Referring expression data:
──────
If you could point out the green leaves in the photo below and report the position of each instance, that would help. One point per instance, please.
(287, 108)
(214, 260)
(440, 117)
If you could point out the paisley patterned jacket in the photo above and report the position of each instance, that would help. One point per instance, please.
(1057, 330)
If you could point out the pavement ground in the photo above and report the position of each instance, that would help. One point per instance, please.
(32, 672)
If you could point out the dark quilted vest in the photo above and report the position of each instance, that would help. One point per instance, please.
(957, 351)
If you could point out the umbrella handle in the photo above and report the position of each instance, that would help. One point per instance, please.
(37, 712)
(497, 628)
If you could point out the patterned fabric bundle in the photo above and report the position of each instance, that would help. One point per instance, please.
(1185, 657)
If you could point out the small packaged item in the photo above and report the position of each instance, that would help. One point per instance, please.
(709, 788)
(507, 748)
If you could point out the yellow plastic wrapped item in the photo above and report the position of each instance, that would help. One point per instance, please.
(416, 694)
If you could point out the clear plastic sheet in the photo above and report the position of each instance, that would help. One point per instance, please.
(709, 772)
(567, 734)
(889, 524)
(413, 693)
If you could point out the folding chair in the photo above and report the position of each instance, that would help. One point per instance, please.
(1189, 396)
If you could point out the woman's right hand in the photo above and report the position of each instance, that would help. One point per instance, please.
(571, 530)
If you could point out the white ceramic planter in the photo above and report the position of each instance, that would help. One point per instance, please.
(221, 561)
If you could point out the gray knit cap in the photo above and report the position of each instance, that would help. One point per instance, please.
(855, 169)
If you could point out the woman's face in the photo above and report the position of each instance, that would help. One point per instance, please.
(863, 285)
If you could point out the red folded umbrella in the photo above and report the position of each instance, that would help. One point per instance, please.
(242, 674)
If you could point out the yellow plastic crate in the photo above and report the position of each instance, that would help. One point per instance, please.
──────
From the records above, extract every line exactly as it stands.

EXERCISE RESPONSE -
If you could point out the green leaves in the photo below and report the position of each instance, that would help. One point per instance, please.
(287, 108)
(214, 260)
(440, 117)
If you could point out the paisley patterned jacket in the photo above and report the position of each instance, that would help. One point per instance, please.
(1057, 330)
If you could point out the pavement ground in the photo above and report the position of each instance, that would help. One point per instance, please.
(32, 672)
If you could point out the dark quilted vest in the photo above and report the position of each instance, that would help. One point per instance, please.
(957, 351)
If you could point out the umbrella handle in the photo above and report the position of each instance, that would help. One point per instance, please.
(37, 712)
(497, 628)
If you could point out the patterned fabric bundle in the photo above and report the position of each instance, that would help. One point per instance, please.
(1185, 657)
If you could point out the small packaged item in the photo above and report the position of each instance, that would help. One point per instance, please.
(709, 788)
(507, 748)
If you could point out the yellow plastic wrapped item in the photo above and report the position of each instance, that would help. One point per instance, please.
(416, 694)
If you could point out the clear plastic sheet in the photo above and report the position of each instance, that would help. One point per instance, please.
(709, 772)
(567, 734)
(889, 524)
(413, 693)
If you could point out the folding chair in the photo above and report the position of each instance, that would help. One point per instance, please.
(1189, 396)
If you could point out the woman's right hand in the photo above and report the position of each instance, that would help. One point per instance, please.
(571, 530)
If you could point out the white ceramic planter in the photo above and report the position of each instance, that would help. One point per instance, please.
(221, 561)
If you could point out the gray knit cap in the photo above and report the position of each instance, that would help. One point per instance, please.
(855, 169)
If you could point out the woman's face in the photo above and report the position of each instance, that would help. One point per instance, please.
(863, 285)
If you could point out the red folded umbrella in the photo above and report the position of each instance, that would help. One point per instance, please.
(242, 674)
If you could point out the yellow plastic crate in the photo above and report the position of each instance, that would help. One point per instance, please.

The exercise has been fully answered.